[Opening GIVEN DATA section]
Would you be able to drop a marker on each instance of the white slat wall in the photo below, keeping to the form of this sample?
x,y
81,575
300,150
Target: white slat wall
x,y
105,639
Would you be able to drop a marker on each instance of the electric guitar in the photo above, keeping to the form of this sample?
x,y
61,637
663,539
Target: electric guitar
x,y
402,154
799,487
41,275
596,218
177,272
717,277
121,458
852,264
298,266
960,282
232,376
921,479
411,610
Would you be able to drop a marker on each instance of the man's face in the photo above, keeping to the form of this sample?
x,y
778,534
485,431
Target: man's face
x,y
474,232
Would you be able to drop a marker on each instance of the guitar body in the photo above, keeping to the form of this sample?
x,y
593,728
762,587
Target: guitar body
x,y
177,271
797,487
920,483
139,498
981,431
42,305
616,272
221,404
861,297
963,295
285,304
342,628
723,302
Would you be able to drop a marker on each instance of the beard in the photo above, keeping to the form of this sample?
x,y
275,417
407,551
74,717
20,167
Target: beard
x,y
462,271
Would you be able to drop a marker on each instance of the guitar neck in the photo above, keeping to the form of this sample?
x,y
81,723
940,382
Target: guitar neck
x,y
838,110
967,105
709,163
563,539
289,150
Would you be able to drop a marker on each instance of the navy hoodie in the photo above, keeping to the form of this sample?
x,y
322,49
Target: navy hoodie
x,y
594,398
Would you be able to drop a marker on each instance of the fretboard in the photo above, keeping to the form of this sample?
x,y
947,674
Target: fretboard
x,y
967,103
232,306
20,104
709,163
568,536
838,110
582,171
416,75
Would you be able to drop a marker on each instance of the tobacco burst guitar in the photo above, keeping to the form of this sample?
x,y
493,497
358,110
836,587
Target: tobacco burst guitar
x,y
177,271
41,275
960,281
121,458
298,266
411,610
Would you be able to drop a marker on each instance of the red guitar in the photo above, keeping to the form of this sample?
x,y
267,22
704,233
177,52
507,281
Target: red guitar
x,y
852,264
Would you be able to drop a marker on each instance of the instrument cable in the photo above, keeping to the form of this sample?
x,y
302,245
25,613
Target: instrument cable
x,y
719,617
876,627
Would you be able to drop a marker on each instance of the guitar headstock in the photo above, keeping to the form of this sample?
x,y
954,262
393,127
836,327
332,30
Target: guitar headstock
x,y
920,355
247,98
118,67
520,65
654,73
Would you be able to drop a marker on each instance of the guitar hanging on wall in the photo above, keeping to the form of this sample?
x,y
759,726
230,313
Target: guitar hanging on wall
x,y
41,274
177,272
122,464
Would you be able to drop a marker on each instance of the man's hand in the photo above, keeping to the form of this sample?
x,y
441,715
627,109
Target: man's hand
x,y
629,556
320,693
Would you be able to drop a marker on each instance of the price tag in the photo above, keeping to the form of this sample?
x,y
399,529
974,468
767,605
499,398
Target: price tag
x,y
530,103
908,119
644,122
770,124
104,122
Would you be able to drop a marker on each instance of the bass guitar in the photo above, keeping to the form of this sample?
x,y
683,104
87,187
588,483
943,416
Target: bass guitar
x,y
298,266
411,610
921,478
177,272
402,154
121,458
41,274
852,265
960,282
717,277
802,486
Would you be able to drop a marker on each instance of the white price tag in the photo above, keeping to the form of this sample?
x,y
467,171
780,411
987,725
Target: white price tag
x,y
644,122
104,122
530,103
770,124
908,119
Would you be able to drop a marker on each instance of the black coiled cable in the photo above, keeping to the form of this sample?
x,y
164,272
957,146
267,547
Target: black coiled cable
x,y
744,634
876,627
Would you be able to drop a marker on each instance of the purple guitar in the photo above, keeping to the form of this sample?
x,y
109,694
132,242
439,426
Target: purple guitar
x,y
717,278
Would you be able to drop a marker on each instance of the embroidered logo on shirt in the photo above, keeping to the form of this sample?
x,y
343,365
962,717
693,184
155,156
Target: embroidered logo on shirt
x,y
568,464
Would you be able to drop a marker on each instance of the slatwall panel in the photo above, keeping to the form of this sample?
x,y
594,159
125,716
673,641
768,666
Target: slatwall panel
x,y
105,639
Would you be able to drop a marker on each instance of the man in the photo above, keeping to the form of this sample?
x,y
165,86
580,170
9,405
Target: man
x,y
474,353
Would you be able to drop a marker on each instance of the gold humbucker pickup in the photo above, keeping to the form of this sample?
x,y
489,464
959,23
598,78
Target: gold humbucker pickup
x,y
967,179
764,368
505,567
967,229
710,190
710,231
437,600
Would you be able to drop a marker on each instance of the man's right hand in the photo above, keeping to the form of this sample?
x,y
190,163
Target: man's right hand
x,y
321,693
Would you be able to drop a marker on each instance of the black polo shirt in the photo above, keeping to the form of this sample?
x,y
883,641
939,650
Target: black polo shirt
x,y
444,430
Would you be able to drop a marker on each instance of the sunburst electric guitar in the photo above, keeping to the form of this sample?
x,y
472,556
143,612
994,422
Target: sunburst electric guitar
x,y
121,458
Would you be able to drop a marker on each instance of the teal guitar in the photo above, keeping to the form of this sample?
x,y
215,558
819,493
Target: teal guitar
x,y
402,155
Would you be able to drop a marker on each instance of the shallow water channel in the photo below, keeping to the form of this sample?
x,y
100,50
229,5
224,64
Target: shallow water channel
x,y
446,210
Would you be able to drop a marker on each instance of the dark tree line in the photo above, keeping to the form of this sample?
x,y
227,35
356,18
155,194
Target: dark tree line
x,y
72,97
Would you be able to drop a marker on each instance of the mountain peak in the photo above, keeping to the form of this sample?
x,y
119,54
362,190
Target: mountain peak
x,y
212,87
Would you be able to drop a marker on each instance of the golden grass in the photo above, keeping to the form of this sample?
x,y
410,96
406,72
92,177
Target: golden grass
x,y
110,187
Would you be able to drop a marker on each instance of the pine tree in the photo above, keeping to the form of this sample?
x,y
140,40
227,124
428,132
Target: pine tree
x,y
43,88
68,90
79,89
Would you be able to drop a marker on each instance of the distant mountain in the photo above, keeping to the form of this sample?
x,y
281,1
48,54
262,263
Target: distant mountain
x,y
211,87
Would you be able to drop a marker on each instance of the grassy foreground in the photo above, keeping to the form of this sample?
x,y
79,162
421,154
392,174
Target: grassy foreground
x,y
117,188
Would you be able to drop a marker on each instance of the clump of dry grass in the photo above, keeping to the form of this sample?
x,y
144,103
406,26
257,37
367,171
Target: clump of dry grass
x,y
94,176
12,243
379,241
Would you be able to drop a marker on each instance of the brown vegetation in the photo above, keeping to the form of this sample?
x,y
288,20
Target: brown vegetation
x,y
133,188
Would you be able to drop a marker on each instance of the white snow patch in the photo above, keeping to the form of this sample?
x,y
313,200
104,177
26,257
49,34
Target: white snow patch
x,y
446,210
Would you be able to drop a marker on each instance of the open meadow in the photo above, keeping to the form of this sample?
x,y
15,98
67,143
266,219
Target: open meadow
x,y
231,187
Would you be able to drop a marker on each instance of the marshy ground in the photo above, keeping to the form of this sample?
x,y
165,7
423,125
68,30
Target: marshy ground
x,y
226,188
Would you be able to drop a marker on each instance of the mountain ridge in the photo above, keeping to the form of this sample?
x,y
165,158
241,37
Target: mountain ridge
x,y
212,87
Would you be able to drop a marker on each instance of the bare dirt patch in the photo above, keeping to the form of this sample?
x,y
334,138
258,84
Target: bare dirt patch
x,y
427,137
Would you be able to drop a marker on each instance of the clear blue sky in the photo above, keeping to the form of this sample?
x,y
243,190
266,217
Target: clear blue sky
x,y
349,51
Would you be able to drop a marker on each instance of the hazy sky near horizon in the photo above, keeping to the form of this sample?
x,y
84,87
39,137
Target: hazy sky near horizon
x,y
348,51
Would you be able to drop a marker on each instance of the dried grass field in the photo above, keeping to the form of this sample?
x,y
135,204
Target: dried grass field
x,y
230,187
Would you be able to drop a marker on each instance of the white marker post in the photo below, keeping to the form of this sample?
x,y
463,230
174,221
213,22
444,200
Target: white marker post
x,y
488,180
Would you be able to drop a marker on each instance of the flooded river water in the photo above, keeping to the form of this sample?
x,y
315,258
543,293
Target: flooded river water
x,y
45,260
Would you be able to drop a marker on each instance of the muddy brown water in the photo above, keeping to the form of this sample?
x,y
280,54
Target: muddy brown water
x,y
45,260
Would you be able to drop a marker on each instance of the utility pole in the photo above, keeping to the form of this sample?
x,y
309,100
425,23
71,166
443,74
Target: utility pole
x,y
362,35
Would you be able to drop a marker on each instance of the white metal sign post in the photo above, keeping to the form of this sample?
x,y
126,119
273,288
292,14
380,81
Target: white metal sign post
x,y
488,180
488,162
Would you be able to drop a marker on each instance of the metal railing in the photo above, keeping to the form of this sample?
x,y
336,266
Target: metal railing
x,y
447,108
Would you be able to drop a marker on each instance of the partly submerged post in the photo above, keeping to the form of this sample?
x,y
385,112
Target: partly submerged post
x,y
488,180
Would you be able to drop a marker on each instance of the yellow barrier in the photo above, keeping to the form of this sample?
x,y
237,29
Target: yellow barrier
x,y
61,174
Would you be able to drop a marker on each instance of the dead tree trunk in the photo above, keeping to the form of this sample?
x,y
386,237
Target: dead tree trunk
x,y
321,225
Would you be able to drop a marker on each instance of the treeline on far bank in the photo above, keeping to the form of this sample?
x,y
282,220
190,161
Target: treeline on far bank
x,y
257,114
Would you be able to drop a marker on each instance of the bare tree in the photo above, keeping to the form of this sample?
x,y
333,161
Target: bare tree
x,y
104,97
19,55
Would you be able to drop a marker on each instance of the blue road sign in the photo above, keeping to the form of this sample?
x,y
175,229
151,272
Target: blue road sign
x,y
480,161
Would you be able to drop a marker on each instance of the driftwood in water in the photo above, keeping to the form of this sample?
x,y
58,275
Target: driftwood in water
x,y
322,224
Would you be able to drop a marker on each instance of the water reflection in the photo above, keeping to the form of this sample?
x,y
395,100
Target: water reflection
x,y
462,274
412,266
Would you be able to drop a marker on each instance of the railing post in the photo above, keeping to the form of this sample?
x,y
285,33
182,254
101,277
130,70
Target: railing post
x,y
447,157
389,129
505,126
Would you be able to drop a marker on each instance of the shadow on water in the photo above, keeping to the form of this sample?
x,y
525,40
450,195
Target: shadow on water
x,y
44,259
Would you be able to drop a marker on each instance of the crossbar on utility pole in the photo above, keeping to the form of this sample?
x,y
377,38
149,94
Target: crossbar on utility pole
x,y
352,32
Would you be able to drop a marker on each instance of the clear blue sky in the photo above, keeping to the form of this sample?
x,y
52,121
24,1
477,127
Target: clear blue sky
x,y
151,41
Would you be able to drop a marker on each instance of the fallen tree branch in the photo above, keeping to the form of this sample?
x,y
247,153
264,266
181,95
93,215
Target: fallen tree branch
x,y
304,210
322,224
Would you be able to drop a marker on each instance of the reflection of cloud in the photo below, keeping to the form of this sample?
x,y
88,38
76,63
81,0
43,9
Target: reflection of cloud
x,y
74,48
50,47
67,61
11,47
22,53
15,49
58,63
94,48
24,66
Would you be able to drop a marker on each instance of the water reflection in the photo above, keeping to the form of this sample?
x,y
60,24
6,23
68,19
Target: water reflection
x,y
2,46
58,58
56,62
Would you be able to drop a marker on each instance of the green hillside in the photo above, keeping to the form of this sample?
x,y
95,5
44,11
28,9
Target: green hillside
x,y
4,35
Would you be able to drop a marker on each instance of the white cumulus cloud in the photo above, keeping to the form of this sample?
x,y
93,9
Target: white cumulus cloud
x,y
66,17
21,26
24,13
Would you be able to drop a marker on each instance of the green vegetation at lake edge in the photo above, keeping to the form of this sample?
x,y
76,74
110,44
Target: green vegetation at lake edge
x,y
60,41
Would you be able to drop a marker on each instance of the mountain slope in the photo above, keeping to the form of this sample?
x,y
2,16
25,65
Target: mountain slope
[Closing GIVEN DATA section]
PROBLEM TO SOLVE: Pull out every line of the records that includes the string "slope".

SOLVED EXERCISE:
Would you be able to drop a marker on each instance of the mountain slope in the photo above, keeping to the form of this sample?
Target: mountain slope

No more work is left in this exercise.